▶ [Task objective]
Starting at the beginning of the material and ending at the line that contains "383), (128, 285)]", both ends included, write out only those lines again, requests included. Raise every x and y coordinate in the answers by 26.

(Source data)
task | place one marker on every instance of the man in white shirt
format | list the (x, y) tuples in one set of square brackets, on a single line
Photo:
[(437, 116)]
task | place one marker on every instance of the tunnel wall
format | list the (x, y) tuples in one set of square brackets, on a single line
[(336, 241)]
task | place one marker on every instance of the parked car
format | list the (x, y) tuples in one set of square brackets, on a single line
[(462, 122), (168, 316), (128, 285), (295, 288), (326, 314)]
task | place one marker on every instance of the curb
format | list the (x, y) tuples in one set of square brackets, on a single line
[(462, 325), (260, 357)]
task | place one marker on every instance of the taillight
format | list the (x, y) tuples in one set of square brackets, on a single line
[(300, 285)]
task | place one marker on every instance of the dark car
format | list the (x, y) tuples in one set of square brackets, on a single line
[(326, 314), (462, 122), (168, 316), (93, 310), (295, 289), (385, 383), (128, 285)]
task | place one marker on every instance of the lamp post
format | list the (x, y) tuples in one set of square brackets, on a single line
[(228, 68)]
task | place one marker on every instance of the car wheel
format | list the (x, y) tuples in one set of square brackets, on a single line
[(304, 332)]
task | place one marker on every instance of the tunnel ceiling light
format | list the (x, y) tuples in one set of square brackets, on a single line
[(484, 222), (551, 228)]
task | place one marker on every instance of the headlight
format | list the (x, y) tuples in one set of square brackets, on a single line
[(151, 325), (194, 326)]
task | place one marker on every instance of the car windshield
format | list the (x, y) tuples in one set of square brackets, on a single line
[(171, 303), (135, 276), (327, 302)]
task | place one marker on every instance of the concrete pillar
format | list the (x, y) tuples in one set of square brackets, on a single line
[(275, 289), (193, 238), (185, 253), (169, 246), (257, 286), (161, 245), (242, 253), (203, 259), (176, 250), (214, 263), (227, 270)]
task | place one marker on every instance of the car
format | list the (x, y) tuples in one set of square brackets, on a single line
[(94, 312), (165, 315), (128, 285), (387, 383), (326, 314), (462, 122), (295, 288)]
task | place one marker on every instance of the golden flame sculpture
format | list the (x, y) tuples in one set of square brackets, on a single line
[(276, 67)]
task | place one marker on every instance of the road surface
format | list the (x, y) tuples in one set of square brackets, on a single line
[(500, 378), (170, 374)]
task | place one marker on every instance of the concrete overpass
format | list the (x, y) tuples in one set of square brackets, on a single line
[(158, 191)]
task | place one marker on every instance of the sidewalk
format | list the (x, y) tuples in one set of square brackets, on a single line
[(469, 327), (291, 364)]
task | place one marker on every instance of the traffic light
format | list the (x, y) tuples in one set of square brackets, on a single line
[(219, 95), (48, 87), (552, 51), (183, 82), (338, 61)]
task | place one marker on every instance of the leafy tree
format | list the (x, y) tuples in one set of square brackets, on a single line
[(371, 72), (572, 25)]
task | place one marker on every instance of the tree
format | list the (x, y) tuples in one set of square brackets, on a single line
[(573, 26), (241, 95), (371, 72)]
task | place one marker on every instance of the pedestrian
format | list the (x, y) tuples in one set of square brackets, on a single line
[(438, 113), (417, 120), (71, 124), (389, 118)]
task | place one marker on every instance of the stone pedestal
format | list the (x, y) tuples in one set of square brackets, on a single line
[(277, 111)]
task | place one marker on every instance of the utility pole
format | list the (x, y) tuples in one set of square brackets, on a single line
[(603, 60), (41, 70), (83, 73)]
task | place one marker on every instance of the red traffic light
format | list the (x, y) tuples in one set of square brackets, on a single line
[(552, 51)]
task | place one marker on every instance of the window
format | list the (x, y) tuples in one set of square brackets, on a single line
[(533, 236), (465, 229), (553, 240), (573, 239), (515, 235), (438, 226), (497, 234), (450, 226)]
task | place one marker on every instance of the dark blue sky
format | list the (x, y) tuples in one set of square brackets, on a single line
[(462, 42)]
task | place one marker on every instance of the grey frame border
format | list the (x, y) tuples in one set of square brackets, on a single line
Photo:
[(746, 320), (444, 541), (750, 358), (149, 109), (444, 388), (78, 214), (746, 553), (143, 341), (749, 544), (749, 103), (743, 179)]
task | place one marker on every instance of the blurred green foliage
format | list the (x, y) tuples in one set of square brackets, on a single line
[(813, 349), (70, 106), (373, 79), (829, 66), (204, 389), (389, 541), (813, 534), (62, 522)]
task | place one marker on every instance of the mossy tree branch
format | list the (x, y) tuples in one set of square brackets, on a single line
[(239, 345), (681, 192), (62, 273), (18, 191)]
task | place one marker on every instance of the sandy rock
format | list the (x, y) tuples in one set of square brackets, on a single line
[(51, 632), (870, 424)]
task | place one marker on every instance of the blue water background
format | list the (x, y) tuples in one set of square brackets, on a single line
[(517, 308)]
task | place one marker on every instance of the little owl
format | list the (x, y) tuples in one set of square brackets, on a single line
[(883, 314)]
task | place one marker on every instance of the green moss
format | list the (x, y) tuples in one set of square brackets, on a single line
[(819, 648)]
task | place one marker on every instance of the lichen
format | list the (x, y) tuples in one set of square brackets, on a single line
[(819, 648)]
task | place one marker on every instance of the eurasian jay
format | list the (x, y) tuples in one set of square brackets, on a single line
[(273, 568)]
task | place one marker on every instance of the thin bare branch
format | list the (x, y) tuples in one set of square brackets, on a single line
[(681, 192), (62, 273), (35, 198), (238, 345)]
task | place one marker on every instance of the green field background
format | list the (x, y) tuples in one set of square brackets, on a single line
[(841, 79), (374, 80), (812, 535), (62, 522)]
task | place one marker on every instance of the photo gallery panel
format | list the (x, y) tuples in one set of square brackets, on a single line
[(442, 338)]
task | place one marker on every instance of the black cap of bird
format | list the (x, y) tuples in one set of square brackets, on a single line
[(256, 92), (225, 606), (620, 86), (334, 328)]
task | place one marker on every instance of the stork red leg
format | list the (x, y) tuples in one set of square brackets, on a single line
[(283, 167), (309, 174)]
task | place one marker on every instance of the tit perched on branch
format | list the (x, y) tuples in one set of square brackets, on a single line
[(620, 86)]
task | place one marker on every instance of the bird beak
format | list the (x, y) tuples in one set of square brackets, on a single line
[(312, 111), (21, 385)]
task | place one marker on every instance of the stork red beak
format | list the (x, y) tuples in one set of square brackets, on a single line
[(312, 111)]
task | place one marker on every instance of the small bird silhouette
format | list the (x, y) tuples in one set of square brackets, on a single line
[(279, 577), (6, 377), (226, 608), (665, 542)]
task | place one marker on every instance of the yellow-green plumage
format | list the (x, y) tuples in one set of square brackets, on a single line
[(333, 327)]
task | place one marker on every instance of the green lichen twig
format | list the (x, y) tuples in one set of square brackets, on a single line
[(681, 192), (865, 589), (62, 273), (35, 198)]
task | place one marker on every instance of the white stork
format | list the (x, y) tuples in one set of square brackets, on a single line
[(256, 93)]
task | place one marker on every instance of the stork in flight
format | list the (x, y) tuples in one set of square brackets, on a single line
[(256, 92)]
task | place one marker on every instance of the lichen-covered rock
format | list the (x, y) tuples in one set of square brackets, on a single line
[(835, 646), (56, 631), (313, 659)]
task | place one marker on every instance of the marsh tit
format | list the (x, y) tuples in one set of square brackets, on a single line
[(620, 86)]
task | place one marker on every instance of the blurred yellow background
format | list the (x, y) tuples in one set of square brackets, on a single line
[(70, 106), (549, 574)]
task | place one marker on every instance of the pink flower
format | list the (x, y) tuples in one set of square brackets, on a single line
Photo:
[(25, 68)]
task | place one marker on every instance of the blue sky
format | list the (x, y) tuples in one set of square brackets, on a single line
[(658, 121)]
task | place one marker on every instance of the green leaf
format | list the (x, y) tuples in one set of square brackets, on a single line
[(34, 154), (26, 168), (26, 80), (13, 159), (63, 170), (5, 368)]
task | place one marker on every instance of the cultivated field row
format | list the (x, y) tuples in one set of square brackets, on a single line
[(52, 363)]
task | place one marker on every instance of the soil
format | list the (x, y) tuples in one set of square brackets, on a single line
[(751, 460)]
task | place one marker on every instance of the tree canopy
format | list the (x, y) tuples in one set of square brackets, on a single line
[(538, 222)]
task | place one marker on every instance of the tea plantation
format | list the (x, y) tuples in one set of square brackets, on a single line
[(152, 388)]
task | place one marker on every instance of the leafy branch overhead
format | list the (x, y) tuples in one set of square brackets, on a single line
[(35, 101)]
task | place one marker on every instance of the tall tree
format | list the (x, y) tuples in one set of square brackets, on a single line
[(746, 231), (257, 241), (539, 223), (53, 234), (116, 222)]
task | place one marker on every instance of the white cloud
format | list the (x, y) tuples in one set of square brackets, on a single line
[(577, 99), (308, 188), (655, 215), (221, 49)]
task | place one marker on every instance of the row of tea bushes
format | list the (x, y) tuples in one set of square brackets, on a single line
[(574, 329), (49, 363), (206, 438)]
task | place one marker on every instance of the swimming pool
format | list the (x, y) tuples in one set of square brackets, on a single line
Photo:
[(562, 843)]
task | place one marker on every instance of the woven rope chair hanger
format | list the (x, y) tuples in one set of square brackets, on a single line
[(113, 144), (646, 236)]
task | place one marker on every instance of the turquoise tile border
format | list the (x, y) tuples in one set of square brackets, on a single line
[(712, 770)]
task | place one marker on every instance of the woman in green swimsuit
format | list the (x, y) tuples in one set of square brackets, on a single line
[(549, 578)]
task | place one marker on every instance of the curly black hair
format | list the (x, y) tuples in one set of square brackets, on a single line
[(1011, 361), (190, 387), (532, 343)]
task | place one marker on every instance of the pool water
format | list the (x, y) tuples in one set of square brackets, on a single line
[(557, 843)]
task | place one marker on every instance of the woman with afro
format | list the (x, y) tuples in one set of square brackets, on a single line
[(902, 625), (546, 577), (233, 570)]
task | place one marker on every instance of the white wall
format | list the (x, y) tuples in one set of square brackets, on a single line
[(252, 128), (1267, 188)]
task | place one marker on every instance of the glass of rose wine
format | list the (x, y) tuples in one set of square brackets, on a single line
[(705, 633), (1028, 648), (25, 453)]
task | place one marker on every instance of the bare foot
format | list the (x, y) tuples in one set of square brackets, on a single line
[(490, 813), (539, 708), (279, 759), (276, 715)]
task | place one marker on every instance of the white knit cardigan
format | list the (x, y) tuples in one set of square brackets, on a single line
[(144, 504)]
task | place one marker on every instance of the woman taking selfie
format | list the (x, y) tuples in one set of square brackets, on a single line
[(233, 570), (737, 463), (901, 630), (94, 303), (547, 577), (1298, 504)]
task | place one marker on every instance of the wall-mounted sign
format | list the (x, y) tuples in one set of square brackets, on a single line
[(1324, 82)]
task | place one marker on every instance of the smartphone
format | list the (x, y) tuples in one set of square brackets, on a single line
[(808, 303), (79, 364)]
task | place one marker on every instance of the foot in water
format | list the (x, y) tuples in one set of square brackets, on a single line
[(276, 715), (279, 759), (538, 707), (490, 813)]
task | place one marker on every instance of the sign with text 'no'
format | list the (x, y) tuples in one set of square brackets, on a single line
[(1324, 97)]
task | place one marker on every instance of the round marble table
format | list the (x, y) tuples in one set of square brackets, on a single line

▶ [Expected answer]
task | place one marker on every instance of the man in white shirt
format | list the (x, y) tuples in one set of square brackets, on a single line
Photo:
[(463, 142)]
task | place one marker on every instance of the tunnel wall
format | list the (x, y) tuples in one set of square brackets, on a single line
[(362, 267)]
task | place one marker on every instance of the parked car
format | list the (x, y) tuples in one set of square brackets, on a single line
[(488, 148), (194, 342), (154, 311), (321, 314), (352, 340)]
task | place one marker on every instance of the curb
format | list the (x, y) tuples in one set of square brackets, on a single line
[(488, 351), (286, 383)]
task | place one marker on every instance of the taillight
format | list the (x, y) tuples in one set of square brackets, on a single line
[(326, 311)]
task | place one marker on every instance of the dark car
format | list the (x, y) tuples in one set of square brackets, on a single line
[(352, 340), (488, 148), (194, 342), (119, 336), (321, 315), (411, 409), (154, 311)]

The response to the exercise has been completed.